• 任务要求:
数一数下面材料中有多少行含有“embroidered”这个词，只写出行数。

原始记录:
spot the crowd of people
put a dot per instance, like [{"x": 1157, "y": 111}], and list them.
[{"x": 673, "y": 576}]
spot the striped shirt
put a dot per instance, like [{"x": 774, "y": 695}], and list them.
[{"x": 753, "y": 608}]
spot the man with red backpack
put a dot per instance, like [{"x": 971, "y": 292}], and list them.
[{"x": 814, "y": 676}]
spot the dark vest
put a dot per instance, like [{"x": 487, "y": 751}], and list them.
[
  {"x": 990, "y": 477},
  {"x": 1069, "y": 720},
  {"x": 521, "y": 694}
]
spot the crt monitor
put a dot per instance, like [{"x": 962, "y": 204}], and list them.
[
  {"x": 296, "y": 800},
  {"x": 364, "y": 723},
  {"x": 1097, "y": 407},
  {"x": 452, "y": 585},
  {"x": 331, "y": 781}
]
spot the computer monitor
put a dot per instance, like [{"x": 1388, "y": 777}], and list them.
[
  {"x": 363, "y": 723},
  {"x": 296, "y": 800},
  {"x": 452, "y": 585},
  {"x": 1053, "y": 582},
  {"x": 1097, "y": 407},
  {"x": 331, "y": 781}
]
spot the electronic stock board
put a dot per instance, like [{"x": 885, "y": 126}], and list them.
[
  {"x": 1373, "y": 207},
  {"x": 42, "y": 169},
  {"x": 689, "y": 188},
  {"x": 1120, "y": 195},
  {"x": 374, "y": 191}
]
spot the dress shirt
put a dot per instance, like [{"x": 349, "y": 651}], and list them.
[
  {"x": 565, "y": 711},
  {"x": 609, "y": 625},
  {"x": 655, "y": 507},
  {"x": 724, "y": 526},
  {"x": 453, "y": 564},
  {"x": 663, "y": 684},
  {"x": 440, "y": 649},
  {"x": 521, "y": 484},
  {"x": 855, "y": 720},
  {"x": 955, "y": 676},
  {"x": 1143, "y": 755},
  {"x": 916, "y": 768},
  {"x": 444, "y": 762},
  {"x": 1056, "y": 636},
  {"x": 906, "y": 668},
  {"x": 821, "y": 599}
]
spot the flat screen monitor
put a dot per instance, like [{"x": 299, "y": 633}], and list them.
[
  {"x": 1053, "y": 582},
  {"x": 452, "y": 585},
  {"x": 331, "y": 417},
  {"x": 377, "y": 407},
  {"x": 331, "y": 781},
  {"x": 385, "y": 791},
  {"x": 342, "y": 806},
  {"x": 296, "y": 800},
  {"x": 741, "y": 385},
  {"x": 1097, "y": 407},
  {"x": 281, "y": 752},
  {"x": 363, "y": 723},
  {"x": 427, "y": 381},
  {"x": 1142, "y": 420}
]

---

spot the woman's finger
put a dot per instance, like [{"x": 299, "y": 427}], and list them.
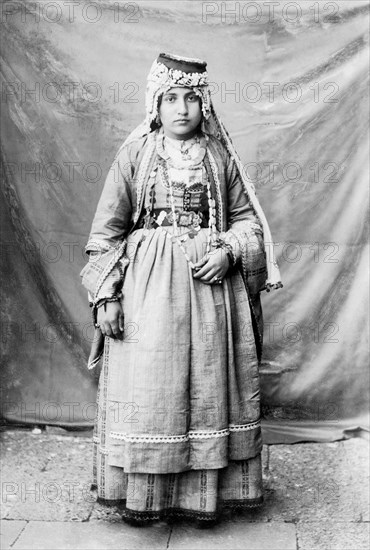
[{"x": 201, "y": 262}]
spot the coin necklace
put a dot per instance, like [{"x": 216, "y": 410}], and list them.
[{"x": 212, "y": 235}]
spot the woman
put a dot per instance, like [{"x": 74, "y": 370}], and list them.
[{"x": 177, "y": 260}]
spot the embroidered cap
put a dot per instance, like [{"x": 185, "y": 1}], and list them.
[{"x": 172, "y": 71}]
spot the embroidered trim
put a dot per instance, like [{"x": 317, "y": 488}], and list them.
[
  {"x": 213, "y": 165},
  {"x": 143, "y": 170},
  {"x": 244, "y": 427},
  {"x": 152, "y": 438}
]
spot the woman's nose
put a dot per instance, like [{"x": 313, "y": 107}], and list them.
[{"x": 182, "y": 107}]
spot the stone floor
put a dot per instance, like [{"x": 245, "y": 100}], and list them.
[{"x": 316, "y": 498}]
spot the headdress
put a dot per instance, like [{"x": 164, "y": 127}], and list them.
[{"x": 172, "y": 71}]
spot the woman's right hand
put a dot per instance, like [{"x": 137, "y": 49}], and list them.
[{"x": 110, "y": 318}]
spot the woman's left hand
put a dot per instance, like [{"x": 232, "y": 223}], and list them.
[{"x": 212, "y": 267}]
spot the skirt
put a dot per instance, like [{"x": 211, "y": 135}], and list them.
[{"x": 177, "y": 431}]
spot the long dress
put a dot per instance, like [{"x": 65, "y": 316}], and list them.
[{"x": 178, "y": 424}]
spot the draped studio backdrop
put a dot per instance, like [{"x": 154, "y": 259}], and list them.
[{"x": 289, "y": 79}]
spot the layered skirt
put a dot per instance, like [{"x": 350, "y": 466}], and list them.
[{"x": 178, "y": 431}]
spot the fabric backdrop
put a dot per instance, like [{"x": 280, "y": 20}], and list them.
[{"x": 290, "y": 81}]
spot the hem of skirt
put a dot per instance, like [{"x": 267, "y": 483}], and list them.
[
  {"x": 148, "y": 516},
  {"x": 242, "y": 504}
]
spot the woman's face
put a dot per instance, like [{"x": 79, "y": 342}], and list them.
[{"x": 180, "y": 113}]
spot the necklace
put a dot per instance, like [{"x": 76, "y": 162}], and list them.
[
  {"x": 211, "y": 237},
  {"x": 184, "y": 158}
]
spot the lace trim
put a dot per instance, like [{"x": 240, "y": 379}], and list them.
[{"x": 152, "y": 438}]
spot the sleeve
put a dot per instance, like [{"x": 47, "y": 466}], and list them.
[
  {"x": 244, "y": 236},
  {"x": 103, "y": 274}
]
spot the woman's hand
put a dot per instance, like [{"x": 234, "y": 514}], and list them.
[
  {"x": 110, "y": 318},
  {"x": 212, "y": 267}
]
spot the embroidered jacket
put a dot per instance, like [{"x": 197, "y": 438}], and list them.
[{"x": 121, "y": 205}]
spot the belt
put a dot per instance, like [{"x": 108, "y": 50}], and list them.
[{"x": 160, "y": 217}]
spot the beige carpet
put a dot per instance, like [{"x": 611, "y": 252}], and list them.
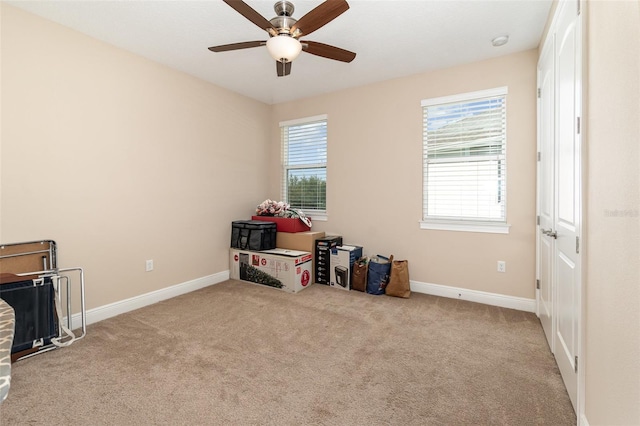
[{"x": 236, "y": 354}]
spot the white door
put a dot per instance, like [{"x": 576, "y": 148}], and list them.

---

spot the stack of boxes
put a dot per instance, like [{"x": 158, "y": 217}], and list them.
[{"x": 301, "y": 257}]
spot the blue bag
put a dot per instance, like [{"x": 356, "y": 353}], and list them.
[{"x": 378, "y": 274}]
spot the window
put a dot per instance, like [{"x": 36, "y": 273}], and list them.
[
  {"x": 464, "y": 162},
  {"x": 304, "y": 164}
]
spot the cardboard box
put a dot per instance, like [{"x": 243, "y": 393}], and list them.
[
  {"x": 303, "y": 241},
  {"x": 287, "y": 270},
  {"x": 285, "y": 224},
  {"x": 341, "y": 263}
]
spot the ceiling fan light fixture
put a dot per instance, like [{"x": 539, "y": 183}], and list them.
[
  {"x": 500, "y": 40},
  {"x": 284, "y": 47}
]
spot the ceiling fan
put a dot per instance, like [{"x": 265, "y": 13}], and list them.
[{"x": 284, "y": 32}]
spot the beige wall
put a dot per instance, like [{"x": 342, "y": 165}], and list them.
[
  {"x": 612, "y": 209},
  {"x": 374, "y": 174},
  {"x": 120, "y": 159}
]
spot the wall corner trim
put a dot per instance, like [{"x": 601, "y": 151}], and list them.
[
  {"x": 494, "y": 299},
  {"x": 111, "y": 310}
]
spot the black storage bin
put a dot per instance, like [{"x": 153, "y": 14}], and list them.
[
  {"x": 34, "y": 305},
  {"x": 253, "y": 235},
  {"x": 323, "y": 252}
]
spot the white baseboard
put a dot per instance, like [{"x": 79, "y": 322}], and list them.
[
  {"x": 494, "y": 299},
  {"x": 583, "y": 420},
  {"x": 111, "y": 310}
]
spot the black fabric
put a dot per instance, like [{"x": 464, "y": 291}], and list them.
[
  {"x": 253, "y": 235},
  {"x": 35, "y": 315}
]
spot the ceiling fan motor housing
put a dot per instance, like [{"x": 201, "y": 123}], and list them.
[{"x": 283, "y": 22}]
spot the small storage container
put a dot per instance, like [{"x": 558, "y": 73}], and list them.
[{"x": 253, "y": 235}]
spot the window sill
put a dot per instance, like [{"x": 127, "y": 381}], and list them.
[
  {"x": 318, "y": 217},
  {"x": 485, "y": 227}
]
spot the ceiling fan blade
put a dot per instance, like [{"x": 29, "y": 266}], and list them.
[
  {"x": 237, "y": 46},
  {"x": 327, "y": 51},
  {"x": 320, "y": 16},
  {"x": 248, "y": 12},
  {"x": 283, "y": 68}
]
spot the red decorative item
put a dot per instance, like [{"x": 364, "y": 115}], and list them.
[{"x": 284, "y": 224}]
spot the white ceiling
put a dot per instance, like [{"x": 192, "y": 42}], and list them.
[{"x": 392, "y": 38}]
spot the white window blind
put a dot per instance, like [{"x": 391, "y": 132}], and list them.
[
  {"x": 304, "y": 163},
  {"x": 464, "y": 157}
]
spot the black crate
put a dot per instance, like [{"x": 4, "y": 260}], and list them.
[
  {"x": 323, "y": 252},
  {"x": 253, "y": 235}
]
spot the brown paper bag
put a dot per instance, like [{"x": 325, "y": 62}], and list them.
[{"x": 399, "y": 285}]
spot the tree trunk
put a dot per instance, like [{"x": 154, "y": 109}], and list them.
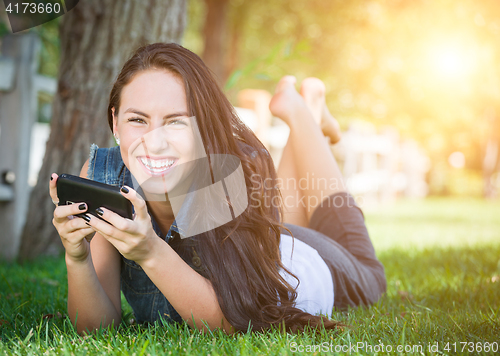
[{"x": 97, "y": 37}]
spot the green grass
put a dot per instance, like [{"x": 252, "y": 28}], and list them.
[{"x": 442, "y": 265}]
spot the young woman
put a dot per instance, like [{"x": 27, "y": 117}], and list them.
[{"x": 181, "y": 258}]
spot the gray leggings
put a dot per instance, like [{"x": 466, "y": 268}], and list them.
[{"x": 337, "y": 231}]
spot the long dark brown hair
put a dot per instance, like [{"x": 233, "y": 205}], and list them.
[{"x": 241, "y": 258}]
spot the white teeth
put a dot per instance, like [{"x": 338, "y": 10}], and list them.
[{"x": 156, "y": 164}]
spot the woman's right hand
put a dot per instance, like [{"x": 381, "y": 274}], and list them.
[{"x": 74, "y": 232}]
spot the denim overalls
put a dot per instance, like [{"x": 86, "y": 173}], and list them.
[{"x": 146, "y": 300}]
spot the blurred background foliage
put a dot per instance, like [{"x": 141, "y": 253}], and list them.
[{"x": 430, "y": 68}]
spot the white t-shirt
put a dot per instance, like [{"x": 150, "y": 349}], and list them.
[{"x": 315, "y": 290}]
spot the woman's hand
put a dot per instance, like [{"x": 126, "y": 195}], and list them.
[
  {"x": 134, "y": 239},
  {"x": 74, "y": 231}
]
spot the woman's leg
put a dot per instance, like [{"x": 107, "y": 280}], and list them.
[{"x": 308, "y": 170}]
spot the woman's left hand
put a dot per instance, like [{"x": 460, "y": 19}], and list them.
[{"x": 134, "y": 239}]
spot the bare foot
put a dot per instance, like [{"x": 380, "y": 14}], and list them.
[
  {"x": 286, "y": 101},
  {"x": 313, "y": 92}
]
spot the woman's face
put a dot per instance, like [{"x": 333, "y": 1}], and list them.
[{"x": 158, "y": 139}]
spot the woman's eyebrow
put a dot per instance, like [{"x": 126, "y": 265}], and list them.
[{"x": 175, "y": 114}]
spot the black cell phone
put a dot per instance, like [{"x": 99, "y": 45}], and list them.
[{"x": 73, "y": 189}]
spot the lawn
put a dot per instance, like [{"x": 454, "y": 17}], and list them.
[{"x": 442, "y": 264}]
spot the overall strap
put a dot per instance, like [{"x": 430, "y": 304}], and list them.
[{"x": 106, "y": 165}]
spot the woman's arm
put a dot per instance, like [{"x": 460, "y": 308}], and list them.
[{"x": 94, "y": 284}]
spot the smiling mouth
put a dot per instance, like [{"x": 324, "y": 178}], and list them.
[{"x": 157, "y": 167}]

• 任务作答:
3